Short exercise A:
According to the page on Gulfport Energy stock, whom did Gulfport name as its incoming president and CEO?

[start Document]

Is GPOR a Buy? What to Consider in 2026
Last updated July 2026
Short answer
The bull case for Gulfport Energy (GPOR) rests on Natural gas price leverage: With roughly 91% of volumes as natural gas, Gulfport's revenue and free cash flow move directly with Henry Hub and Appalachian basis pricing. Revenue (TTM) is ~$1.5B. If you believe that thesis holds, the real questions become position sizing and overlap, not timing. The main risk to that view: The dominant risk is natural gas price volatility, which can compress cash flow and margins quickly given the heavily gas-weighted mix. Whether GPOR is a buy comes down to whether you believe the thesis. This is informational, not a recommendation, and Walnut is not an investment adviser.
Gulfport Energy is an independent, natural gas-weighted upstream operator with roughly 996.8 MMcfe per day of Q1 2026 net production that runs about 91% natural gas, 7% NGLs, and 2% oil and condensate. Its core assets sit in eastern Ohio's Utica and Marcellus formations (about 833 MMcfe per day) and central Oklahoma's SCOOP Woodford and Springer plays (about 164 MMcfe per day). The strategy emphasizes disciplined capital spending on the highest-return wells, keeping leverage near or below 1.0x, and returning cash to shareholders primarily through buybacks. The investment picture is dominated by commodity exposure. Q1 2026 revenue jumped to about $437.5 million from roughly $197 million a year earlier, driven mainly by stronger natural gas prices and modestly higher volumes, and the company posted net income near $166 million. Gulfport completed a roughly $1.1 billion repurchase program that has retired about 43% of shares since 2021, and it named former Expand Energy chief Nick Dell'Osso as incoming president and CEO. Because output is heavily weighted to natural gas with limited hedging in some periods, results swing sharply with gas prices, cutting both ways for the stock.
What's the case for buying GPOR?
1. Natural gas price leverage
With roughly 91% of volumes as natural gas, Gulfport's revenue and free cash flow move directly with Henry Hub and Appalachian basis pricing. The Q1 2026 revenue more than doubling year over year came largely from higher realized gas prices rather than big volume growth. Rising LNG export demand is a potential tailwind, while warm winters or oversupply are headwinds.
2. Aggressive buybacks and share count reduction
Gulfport has retired roughly 43% of its shares since 2021 and completed a roughly $1.1 billion repurchase authorization, with $172.8 million bought back in Q1 2026, its largest quarter ever. This concentrates per-share metrics such as production, cash flow, and reserves, amplifying returns when the business performs well.

[end Document]
[start Data for this task]

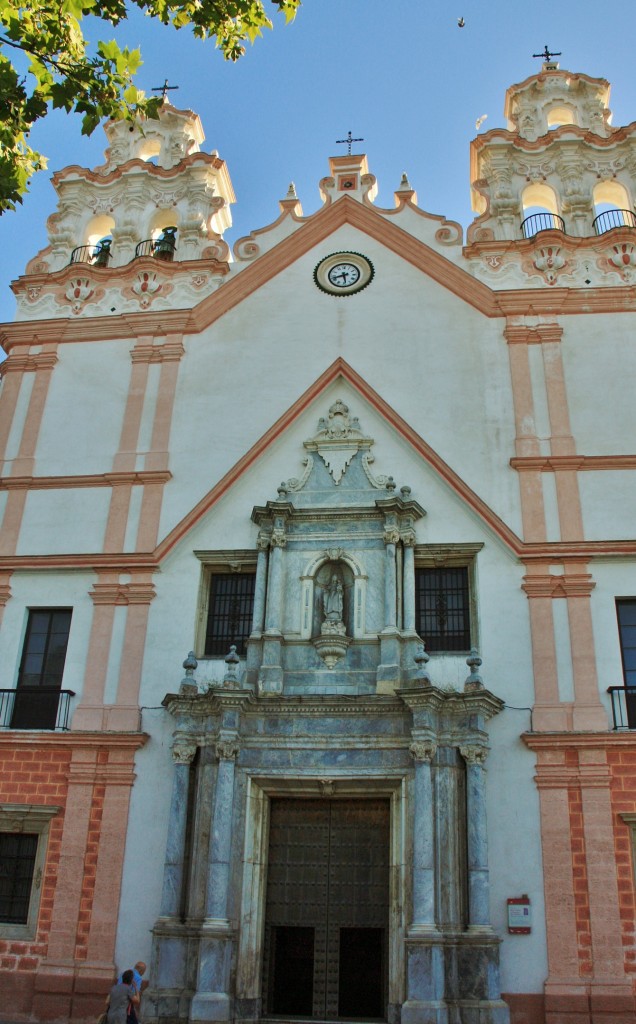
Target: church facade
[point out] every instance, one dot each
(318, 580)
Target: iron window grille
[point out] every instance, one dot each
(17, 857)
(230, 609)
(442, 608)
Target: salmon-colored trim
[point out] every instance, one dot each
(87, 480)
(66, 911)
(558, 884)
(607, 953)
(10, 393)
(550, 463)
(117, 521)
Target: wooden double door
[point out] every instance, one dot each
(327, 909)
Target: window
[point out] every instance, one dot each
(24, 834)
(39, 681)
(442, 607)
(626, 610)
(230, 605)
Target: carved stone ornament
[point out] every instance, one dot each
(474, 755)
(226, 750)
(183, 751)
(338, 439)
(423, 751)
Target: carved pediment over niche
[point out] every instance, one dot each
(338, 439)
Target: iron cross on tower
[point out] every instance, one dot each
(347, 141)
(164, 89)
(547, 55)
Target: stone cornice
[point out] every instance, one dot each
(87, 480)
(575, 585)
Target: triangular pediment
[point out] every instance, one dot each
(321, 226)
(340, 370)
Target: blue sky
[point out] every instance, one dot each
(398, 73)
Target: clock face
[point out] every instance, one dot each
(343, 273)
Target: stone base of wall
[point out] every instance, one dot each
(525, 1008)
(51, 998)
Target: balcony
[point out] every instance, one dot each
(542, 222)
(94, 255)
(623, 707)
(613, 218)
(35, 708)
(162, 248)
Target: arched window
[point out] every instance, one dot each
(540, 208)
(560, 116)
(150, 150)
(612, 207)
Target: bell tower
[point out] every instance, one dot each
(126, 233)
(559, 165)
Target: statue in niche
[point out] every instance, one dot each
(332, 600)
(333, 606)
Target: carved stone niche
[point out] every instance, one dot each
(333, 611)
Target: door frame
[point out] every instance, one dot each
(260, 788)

[end Data for this task]
[start Data for this task]

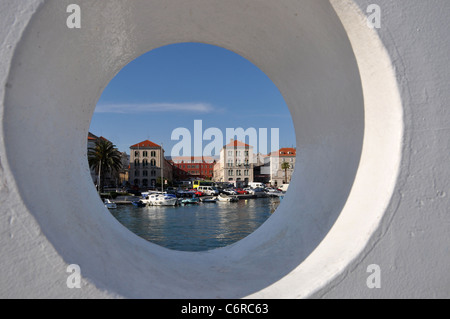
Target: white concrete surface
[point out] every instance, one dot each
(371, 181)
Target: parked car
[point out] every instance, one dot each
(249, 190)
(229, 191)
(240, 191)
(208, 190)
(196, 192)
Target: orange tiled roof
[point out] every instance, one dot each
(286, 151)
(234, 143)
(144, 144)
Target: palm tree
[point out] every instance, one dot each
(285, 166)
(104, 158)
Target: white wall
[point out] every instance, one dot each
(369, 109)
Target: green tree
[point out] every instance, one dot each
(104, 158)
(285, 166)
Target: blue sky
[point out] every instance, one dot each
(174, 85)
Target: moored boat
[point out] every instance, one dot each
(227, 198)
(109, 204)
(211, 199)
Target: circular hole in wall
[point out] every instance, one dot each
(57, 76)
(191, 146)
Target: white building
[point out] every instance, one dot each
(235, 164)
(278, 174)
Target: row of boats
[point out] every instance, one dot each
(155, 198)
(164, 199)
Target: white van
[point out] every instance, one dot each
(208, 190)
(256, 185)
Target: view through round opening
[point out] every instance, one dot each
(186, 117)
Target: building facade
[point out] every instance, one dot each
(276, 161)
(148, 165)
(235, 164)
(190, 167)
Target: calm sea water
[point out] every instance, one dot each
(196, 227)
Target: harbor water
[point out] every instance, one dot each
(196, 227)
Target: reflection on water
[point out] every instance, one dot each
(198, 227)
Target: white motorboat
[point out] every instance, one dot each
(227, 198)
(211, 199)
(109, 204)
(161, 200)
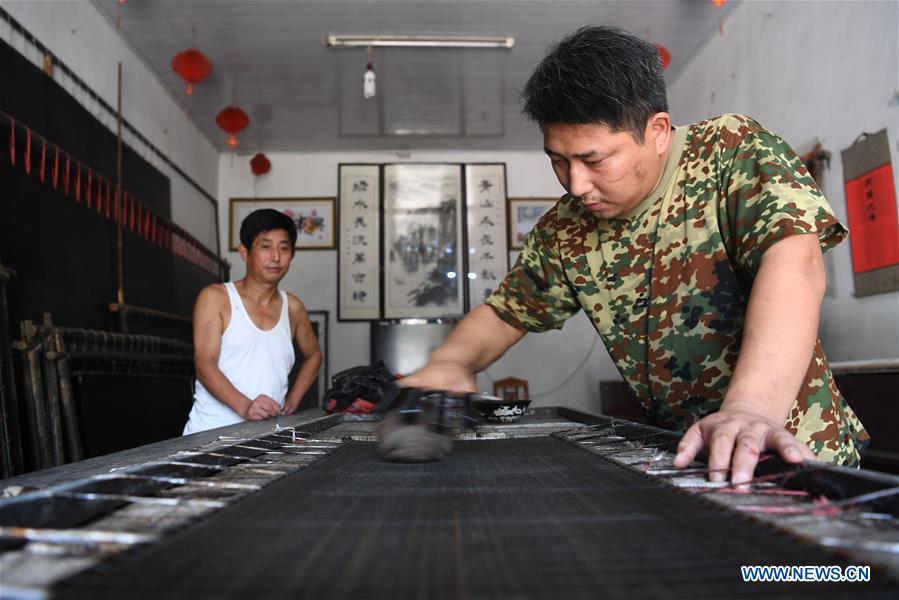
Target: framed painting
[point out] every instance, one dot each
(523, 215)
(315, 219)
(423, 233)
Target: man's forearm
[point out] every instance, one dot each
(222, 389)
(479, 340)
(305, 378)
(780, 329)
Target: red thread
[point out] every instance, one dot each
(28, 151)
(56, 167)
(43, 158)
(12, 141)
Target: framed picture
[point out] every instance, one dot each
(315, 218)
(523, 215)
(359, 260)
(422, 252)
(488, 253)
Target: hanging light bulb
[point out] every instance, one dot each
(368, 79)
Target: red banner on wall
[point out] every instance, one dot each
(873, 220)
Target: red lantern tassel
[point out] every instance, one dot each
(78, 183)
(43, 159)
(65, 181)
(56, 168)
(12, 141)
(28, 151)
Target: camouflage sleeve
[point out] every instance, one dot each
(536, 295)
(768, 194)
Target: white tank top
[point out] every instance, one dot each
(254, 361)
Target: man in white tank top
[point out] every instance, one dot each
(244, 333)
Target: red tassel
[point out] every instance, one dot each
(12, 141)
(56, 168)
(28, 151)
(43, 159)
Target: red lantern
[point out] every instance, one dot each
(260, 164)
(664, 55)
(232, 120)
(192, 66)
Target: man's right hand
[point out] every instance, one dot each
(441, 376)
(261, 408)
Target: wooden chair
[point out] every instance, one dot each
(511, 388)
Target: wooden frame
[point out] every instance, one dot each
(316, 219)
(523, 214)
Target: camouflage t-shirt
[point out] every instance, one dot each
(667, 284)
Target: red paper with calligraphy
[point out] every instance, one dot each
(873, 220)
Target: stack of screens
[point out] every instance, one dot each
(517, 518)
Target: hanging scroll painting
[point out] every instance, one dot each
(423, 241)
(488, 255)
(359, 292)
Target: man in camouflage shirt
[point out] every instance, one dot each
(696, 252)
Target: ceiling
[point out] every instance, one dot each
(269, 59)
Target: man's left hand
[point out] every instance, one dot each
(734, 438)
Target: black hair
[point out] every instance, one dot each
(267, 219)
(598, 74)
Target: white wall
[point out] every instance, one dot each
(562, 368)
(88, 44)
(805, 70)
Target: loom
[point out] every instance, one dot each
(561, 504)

[end Data for this task]

Short exercise B:
Determine how many lines of the entries contain the word "building", and state only that number.

Answer A:
Nick Dell'Osso, the former Expand Energy chief.

Answer B:
2